- _SELECTED EXTRACT_:
****************

We stood over like the kids from Stand By Me when they finally found the dead body. We got up the courage to poke him awake since we were concerned he might get swept up in the tide when it came in, or injured by the late morning sun we were just feeling the burn from. Hammer muttered something unintelligible and rolled over and returned to his slumber. Maybe 15 later we watched from a distance as he rose from the sand under his own power, got his bearings and walked off to Hammerland, wherever that may have been. My friend and I could never take "The Hammer" seriously again.
In November of 1997, a week or two after the Montreal Screwjob, I was on vacation with my family and were returning to Boston, with a layover in Cleveland. The layover was early in the morning, maybe 7 a.m., and we had to change planes immediately. As we get to the other plane, the boarding passengers are told, "Just sit wherever you can." I think that it is a little odd, we have assigned seats. Why can't I sit in my assigned aisle seat? As soon as I get through the terrible wait inside the little tunnel and enter the plane, I begin to realize why assigned seating was out of the question.
In first class, there were Steve Austin and the Undertaker. Austin looks up at me and quickly looks away, as everyone in first class is wont to do. My mother whispers to me, 'Those guys look like wrestlers.' In my starstruck glee, I can only nod.

****************

- _DATA SHOWN_:
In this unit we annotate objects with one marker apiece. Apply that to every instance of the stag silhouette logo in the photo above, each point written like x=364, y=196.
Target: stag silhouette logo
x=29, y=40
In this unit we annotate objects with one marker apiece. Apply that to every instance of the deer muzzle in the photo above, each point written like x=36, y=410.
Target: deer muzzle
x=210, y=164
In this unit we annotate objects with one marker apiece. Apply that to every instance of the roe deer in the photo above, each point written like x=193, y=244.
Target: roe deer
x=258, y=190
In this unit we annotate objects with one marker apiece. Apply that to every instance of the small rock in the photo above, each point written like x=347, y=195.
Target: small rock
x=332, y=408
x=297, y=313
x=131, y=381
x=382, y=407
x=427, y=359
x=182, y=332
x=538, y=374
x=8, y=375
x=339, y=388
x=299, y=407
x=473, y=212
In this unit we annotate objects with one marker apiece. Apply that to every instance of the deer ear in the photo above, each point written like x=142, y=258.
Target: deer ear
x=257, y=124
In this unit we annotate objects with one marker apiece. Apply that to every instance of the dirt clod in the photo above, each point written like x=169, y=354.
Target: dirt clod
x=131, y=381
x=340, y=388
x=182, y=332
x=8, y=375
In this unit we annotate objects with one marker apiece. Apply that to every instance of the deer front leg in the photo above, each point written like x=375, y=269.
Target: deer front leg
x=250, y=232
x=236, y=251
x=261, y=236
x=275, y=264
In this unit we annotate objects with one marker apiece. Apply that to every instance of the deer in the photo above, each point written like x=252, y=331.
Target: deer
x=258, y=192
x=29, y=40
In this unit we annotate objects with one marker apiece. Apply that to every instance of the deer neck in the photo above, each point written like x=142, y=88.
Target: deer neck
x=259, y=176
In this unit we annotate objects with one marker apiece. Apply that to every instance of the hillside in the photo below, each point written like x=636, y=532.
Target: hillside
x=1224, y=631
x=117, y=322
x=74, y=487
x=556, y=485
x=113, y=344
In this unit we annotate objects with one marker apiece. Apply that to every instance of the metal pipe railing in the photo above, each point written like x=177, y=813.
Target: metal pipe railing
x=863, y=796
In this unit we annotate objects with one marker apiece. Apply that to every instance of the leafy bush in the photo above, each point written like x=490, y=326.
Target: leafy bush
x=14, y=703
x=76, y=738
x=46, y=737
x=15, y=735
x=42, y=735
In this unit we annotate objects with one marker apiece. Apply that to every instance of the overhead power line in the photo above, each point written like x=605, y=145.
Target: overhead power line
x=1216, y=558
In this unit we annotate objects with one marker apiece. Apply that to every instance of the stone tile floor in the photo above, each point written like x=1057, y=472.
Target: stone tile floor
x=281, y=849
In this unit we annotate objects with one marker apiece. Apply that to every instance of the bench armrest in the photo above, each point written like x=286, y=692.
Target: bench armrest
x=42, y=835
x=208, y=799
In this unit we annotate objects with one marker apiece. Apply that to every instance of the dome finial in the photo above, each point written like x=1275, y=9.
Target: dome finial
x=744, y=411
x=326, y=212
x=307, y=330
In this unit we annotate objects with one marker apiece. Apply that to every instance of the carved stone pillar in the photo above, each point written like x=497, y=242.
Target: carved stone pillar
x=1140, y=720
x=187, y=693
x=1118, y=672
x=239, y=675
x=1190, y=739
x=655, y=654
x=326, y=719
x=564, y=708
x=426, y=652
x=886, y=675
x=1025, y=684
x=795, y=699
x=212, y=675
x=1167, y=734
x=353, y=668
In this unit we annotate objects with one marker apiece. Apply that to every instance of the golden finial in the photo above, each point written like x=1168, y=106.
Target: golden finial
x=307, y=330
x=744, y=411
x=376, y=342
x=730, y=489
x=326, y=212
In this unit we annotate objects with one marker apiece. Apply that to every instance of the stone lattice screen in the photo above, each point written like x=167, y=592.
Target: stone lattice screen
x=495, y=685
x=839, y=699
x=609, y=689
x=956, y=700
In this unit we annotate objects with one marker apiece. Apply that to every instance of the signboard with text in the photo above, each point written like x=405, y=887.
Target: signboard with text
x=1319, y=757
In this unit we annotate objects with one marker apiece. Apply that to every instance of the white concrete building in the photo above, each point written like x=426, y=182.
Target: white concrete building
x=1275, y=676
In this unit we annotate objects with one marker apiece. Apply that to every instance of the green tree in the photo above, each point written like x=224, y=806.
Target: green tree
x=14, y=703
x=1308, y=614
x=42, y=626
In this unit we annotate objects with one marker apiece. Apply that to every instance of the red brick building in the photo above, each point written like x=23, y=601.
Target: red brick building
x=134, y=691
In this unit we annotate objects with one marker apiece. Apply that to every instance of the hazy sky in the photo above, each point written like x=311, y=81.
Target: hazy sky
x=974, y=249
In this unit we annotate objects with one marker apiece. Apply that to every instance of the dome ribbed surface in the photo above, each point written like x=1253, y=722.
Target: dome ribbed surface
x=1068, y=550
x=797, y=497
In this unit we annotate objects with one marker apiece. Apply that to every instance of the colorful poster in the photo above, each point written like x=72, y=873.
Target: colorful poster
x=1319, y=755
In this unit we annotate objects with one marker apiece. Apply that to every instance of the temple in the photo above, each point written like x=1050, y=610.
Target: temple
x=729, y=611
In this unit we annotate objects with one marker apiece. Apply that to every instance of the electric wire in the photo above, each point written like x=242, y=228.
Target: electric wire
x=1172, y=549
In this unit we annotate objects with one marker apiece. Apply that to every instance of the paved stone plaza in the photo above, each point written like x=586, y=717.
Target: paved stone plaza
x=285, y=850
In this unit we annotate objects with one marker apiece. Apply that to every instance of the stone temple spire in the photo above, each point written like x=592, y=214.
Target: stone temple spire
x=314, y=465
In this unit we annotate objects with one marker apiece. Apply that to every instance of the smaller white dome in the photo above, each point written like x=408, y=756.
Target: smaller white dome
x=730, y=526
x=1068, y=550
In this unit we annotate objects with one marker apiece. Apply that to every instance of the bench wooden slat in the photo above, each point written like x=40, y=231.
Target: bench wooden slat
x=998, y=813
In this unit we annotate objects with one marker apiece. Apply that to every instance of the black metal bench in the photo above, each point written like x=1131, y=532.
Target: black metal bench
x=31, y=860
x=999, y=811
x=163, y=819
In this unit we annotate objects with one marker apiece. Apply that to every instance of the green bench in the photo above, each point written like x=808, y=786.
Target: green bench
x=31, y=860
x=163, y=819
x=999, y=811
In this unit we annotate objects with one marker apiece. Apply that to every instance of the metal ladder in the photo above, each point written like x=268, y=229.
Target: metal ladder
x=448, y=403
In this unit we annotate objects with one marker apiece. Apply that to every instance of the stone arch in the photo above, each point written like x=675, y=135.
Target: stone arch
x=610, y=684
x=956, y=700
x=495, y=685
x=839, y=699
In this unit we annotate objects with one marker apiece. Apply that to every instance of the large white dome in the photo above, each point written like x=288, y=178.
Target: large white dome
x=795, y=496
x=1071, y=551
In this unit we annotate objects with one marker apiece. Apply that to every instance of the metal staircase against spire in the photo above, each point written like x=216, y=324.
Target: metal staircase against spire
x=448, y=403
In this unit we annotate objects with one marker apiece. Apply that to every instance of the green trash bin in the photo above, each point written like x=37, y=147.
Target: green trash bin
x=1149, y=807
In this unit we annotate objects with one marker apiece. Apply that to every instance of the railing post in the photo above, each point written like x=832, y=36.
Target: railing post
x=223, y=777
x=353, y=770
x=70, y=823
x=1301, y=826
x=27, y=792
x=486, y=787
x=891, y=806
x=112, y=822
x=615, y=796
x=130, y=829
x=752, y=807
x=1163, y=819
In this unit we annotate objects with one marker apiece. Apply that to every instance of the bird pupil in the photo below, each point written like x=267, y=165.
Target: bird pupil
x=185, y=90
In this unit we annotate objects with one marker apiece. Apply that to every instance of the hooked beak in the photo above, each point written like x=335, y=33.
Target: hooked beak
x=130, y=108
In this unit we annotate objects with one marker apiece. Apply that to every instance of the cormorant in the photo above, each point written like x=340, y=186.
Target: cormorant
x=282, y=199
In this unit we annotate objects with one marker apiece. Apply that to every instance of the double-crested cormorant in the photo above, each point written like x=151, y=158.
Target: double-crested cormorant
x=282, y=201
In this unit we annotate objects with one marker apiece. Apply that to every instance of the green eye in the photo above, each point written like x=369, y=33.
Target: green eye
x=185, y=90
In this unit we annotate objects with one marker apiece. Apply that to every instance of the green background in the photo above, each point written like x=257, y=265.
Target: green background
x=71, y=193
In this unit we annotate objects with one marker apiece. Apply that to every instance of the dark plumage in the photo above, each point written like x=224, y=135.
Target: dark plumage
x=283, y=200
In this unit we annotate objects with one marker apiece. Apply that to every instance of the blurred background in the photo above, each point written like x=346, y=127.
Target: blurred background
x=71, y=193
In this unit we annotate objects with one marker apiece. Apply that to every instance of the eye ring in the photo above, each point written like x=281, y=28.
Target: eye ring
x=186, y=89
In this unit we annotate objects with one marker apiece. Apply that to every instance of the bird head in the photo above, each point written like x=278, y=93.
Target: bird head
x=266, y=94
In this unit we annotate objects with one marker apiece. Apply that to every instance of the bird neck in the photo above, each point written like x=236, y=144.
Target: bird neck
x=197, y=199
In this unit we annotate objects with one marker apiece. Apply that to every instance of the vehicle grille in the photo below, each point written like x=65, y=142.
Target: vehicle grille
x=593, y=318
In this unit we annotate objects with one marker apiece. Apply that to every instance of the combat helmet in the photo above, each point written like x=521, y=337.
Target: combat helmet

****************

- _PARTS OF THE EXERCISE_:
(A) Name every individual the wrestling anecdotes identify by name.
(B) Pick up the wrestling anecdotes right after the final sentence and keep going.

- _TASK-BY-TASK RESULTS_:
(A) Hammer ("The Hammer"), Steve Austin, the Undertaker

(B)
I get through the curtain to enter the coach seating and...wow. You know those times when you walk into a room and can identify every single face? This was that feeling. In coach were the following wrestlers/managers: HBK, Marc Mero, Sable, Jim Neidhart, DOA, The Godfather, Paul Bearer, Billy Gunn, Ken Shamrock, HHH, Chyna and others I cannot even remember right now. There were more than 20 of them in coach. The wrestlers had literally taken over the plane, just a bunch of really big guys who wanted to sleep by the window or the aisle and not be hampered by the rules.
Seating was at a premium. I basically had to take the first manageable seat I could get. I could have sat between the 6'10" DOA twins but opted not to (my mother, of all people, wound up sitting between them and said that they were very nice). So I went with the next option: waking up the man on the aisle (Ken Shamrock, who was riding his Most Dangerous Man on the Planet gimmick at the time) so that I could slide past him into the middle seat. He sort of gives me a look and pushes his legs to the side so I can get by and promptly step on Billy Gunn's foot, who was sleeping with his head on the window. He yells out, "Don't have to step on my FOOT" without opening his eyes. I settle into my seat between two enormous dudes and take stock of the situation.
I'm on a plane with over 20 wrestlers, all of whom I could recite the history of, and woke up two of them in the process of trying to sit. My father is sitting next to the Godfather (who my father described as 'gigantic') and my sister is next to Paul Bearer, who is very fat and at one point seemed to think he had some sort of shot with my sister, based on his odd laughter and Paul Bearer-face. So obviously, I don't sleep on this flight, I am paying attention to everything. I will say that Neidhart seemed awfully friendly with HBK, considering what had transpired a few weeks earlier.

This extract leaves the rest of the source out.